**Extracted entries**
┌──

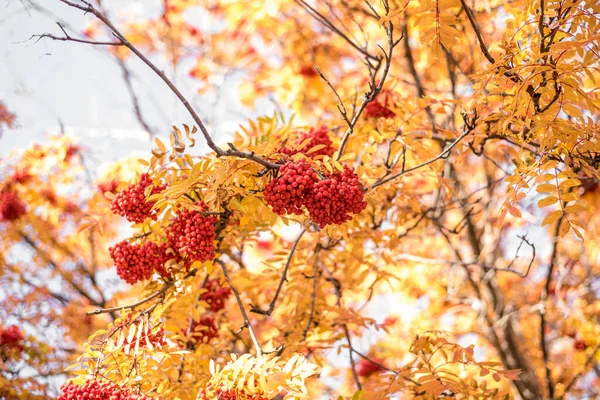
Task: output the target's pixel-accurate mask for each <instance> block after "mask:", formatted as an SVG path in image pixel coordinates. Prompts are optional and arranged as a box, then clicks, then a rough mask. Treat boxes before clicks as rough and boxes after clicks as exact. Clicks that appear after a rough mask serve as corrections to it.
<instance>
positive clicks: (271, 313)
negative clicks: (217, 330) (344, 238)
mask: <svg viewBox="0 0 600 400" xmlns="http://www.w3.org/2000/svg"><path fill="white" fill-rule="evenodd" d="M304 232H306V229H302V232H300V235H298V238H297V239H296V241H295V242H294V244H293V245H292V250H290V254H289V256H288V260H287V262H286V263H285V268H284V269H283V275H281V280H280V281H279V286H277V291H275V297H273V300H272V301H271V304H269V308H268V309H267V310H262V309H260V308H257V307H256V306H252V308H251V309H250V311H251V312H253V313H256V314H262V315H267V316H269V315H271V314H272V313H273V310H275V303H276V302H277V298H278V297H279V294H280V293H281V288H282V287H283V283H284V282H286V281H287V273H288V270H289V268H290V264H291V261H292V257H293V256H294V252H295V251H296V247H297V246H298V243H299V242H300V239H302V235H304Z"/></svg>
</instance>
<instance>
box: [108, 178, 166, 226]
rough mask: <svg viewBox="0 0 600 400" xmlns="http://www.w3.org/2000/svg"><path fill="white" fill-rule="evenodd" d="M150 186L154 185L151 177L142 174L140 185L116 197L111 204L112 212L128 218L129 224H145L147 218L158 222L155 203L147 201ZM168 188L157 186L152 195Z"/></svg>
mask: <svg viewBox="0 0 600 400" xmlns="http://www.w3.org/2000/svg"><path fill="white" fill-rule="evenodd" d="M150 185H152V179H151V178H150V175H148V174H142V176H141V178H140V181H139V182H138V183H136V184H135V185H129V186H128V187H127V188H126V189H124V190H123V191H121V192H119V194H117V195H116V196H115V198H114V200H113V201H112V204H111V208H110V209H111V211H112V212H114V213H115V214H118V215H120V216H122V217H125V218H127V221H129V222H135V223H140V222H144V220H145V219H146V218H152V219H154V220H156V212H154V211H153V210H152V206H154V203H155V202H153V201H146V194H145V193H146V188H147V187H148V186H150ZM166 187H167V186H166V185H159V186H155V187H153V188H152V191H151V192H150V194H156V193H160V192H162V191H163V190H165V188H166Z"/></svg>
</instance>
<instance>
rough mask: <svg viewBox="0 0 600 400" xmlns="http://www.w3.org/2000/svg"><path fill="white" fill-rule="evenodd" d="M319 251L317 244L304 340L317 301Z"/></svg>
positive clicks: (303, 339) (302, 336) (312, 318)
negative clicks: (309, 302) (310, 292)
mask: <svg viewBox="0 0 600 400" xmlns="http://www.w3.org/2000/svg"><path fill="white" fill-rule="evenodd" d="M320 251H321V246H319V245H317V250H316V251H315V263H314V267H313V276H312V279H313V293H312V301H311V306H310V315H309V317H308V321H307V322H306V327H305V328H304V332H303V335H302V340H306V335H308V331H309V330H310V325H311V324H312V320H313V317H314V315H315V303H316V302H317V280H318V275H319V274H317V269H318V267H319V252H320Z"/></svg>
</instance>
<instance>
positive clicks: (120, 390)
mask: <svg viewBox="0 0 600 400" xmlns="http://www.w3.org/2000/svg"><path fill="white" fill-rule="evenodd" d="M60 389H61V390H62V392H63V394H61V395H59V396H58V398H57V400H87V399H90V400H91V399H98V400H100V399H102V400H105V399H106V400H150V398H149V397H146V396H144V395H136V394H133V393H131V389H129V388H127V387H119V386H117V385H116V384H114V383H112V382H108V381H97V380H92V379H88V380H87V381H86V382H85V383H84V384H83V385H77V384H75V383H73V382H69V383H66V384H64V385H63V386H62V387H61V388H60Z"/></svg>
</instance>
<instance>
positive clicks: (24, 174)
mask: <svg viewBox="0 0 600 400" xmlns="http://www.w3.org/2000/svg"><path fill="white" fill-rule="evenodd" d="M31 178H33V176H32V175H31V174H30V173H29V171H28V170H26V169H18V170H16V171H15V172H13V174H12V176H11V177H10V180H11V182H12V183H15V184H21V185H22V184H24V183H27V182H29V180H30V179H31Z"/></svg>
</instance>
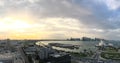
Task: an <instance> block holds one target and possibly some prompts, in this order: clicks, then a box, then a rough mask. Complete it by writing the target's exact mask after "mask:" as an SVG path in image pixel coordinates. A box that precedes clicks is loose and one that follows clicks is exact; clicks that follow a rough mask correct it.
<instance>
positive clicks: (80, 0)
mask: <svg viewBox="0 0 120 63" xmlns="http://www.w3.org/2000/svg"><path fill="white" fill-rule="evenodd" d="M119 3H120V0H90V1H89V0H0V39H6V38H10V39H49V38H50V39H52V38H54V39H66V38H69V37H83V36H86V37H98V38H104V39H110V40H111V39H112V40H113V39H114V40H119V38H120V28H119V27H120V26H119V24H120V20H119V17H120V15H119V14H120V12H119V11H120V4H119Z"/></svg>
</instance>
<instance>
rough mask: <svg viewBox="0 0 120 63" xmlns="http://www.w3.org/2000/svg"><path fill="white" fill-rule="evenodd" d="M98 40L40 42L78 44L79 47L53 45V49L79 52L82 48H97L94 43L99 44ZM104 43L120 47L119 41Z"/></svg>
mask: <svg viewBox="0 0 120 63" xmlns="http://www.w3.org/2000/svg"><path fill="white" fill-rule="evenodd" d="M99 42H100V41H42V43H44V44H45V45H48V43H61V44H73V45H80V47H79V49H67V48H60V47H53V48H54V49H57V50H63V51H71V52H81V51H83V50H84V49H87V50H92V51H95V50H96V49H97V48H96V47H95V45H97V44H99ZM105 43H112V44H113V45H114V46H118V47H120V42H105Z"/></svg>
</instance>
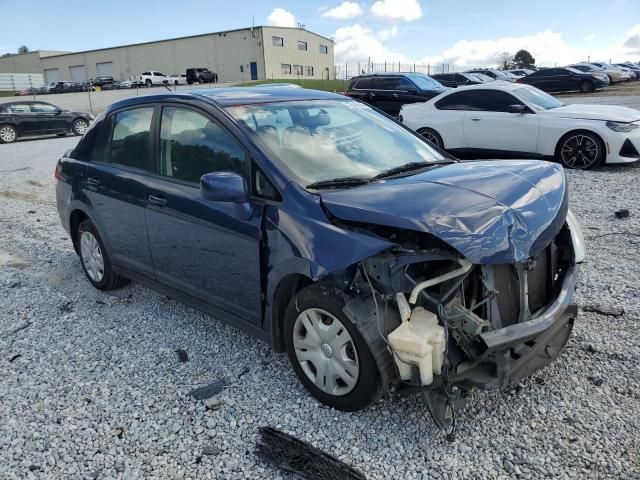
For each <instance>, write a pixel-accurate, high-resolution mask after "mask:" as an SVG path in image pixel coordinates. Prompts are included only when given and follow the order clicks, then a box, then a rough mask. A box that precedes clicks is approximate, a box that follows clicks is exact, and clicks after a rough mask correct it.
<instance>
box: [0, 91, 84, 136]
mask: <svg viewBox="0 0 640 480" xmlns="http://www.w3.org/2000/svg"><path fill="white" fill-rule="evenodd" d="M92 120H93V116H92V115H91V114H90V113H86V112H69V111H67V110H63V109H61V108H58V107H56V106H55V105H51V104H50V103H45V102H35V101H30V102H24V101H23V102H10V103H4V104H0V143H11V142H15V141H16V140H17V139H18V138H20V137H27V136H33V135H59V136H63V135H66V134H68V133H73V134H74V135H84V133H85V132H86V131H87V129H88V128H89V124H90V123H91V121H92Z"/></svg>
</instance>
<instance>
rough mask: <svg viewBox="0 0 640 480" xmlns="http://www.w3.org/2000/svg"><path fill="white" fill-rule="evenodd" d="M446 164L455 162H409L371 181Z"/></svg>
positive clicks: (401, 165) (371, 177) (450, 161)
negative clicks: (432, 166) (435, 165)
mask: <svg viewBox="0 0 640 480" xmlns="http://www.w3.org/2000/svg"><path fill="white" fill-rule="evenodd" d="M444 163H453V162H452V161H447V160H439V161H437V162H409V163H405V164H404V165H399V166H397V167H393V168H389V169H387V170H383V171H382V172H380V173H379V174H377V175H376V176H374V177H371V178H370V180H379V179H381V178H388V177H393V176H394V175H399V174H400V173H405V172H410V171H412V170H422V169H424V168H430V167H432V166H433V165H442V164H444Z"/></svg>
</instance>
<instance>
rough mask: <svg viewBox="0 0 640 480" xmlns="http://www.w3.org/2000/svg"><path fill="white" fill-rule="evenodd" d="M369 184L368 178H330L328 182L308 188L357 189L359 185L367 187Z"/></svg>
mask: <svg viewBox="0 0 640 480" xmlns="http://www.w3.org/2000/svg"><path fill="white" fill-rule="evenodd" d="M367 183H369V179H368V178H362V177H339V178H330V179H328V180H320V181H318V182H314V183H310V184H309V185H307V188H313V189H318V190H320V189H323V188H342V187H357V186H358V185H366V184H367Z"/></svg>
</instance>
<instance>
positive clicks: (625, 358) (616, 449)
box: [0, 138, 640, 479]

└──
┌──

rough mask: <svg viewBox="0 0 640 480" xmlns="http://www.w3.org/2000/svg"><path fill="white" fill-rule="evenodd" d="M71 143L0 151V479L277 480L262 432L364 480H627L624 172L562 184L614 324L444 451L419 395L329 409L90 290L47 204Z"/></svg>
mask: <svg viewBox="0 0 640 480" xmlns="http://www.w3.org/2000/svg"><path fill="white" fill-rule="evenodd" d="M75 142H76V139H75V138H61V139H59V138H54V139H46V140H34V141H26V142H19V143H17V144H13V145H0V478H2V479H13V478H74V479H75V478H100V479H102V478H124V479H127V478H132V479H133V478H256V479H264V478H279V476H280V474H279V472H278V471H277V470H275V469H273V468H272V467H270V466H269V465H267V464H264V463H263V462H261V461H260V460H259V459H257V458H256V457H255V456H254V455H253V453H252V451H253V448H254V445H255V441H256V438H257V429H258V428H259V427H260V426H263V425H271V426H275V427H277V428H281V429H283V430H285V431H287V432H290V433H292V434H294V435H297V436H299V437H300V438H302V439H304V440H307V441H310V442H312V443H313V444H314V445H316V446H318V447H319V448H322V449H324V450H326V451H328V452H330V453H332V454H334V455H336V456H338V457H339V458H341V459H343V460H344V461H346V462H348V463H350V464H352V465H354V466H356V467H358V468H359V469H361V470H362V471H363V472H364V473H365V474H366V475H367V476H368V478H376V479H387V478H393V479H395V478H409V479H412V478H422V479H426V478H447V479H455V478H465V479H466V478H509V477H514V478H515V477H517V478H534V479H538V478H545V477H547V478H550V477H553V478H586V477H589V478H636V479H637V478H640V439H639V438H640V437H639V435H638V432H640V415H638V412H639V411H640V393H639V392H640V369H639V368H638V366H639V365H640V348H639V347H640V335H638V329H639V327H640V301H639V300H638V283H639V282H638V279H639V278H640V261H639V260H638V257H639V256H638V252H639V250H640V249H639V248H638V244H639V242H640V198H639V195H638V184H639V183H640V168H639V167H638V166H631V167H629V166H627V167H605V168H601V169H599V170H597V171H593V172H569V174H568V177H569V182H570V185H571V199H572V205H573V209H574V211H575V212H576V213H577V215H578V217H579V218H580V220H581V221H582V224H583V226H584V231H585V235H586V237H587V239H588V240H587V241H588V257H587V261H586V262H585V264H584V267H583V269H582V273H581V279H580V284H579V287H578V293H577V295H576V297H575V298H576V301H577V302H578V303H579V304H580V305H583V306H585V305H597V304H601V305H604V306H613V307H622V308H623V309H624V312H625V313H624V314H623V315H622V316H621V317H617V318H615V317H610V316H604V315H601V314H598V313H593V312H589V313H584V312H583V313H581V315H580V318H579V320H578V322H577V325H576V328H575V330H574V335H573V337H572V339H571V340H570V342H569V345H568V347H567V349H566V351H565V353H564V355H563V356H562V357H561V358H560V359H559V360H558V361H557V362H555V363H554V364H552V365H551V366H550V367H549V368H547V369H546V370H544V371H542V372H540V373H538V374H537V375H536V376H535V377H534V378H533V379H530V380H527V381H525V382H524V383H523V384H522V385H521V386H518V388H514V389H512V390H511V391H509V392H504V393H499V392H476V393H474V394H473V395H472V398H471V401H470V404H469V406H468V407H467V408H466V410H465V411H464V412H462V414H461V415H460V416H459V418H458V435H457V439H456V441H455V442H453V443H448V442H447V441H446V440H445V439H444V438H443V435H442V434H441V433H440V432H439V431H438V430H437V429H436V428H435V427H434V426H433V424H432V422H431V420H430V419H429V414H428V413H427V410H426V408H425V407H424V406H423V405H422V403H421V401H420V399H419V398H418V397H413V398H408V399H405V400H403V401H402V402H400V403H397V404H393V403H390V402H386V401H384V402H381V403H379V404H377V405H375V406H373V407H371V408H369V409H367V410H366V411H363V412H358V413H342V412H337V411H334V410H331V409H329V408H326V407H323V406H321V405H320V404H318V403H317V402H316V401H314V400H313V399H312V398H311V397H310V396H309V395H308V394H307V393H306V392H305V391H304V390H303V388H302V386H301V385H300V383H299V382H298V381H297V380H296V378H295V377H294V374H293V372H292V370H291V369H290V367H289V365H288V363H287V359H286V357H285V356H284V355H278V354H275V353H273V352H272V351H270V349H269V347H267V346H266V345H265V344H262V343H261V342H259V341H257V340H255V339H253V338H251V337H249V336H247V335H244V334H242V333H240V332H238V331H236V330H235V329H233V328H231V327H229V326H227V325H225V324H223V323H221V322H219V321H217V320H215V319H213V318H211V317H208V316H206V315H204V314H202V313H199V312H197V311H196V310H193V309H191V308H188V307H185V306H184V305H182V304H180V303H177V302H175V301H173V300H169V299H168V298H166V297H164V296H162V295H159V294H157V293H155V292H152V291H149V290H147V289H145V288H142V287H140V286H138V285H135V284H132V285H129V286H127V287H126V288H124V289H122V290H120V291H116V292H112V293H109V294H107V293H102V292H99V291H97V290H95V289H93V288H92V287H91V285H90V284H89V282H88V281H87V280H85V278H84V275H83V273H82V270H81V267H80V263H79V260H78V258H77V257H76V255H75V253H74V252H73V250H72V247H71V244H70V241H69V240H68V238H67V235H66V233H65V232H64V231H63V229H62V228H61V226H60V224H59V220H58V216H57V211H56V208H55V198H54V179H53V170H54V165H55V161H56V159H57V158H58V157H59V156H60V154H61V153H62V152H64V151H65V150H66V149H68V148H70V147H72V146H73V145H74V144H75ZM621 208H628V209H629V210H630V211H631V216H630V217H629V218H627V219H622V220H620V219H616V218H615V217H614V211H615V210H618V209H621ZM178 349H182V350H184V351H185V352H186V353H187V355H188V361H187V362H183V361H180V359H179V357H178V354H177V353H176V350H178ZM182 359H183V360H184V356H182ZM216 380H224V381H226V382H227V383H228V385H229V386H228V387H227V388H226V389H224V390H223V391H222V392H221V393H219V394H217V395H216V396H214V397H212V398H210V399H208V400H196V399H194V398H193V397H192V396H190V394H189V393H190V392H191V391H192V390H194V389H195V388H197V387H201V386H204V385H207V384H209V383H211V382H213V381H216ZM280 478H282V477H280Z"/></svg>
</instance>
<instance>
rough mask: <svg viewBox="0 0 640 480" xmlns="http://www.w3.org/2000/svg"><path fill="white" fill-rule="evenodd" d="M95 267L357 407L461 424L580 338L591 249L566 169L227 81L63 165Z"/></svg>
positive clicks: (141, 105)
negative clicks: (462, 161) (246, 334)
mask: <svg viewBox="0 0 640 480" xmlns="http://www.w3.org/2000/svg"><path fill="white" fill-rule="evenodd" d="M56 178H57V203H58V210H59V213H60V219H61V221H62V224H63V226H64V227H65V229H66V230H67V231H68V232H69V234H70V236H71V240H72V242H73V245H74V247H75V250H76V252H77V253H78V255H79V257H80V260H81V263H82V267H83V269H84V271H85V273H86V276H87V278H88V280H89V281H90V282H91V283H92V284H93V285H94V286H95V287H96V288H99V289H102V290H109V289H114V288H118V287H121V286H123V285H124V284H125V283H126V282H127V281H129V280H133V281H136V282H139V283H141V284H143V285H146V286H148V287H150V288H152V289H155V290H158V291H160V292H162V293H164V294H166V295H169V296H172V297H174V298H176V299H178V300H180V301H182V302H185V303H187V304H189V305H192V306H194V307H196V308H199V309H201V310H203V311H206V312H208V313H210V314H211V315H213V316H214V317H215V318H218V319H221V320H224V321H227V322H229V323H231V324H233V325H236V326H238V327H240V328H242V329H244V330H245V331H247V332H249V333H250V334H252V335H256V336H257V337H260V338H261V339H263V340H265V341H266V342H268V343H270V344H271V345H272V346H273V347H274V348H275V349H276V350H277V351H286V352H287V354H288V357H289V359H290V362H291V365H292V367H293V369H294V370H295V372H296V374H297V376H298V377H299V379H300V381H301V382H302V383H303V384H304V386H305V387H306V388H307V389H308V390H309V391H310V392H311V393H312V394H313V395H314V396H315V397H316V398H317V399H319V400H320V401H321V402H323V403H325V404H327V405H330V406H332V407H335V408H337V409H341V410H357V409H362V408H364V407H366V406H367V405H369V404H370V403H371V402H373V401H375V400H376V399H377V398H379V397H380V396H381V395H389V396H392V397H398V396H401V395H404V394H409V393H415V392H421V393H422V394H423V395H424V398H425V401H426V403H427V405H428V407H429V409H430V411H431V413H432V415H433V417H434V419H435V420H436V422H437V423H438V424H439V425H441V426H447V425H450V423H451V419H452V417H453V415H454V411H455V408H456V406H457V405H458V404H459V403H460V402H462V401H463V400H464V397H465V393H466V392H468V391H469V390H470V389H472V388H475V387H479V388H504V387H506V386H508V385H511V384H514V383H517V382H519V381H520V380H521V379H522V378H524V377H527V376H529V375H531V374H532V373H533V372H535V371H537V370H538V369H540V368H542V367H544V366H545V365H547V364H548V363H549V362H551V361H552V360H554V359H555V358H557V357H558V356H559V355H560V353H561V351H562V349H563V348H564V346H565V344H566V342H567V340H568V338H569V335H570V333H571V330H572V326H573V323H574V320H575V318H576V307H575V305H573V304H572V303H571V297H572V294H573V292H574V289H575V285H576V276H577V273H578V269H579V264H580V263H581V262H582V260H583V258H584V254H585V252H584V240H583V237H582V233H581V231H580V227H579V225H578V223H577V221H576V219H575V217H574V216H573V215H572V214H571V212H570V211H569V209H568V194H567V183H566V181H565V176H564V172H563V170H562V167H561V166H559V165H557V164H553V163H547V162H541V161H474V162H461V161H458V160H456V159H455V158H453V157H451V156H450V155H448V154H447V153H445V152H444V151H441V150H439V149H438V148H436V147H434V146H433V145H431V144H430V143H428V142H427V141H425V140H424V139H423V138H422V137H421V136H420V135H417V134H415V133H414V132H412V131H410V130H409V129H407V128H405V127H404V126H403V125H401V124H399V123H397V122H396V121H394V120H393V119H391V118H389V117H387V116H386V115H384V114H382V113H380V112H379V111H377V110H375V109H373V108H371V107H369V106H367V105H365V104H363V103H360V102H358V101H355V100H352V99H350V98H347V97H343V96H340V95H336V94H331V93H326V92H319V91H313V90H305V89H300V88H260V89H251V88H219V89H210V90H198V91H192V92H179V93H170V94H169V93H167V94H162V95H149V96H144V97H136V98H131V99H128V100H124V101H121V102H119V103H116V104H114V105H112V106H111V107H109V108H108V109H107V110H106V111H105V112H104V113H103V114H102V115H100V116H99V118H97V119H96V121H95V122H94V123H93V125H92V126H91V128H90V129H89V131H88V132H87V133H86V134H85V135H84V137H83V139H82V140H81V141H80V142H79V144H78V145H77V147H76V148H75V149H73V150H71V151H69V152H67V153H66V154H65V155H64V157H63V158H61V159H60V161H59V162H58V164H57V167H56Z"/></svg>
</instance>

└──

**Requirement**
Set down only the lines above that fall between the line holding "Task: output the" and the line holding "positive clicks: (271, 313)", inclusive, keeping each exact.

**Response for this exercise**
Task: output the target's pixel-accurate mask for each <instance> block after "mask:", formatted as an SVG path in image pixel coordinates. Prompts are optional and arranged as a box, then clicks, then a rough mask. Treat boxes before clicks as rough and boxes after clicks as exact. Clicks that appear after a rough mask serve as corrections to it.
<instance>
positive clicks: (271, 313)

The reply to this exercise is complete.